Linhas fornecidas:
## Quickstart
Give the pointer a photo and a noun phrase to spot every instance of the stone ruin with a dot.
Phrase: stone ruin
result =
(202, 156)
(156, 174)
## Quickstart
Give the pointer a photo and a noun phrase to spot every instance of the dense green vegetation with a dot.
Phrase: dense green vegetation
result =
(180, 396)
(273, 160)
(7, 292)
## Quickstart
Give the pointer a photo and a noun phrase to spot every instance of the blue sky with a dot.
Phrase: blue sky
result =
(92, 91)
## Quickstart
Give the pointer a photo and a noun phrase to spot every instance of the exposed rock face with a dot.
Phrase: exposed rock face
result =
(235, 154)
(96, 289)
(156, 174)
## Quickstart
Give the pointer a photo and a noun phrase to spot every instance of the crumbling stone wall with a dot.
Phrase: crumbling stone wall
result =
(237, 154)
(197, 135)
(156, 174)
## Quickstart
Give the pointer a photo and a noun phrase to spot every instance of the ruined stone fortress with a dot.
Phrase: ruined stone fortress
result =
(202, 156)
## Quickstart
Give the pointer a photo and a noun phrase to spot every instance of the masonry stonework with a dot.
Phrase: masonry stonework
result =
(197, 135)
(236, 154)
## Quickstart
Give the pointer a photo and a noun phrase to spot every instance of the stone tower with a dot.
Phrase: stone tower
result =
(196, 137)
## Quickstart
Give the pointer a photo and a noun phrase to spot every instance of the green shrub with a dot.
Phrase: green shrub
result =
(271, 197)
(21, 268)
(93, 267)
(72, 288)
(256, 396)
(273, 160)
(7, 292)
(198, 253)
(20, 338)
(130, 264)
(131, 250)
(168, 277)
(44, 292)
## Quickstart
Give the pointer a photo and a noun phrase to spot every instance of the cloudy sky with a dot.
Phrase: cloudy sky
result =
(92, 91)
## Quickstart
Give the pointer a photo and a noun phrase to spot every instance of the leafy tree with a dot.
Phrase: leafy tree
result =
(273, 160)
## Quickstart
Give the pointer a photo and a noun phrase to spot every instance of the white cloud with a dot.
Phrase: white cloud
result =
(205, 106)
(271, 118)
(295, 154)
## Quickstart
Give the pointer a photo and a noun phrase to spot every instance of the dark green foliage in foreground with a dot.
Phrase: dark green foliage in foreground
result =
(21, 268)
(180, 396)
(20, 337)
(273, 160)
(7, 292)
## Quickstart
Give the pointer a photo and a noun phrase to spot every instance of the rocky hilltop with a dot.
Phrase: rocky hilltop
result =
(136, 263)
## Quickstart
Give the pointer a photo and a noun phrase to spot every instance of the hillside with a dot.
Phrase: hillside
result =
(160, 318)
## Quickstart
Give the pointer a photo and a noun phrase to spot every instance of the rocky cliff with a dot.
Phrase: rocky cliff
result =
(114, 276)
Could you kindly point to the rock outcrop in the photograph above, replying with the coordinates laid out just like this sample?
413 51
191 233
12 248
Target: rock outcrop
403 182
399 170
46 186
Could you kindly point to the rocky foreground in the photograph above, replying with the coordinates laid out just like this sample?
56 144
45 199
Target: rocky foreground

Requisito: Transcreva sem alteração as linhas que vão daquela que contém "Could you kindly point to the rocky" até o final das linhas acima, com ambas as extremidades incluídas.

Resultado do exercício:
Could you kindly point to the rocky foreground in the photograph above, replying with the coordinates laid out just like this sample?
56 144
45 199
Target: rocky foreground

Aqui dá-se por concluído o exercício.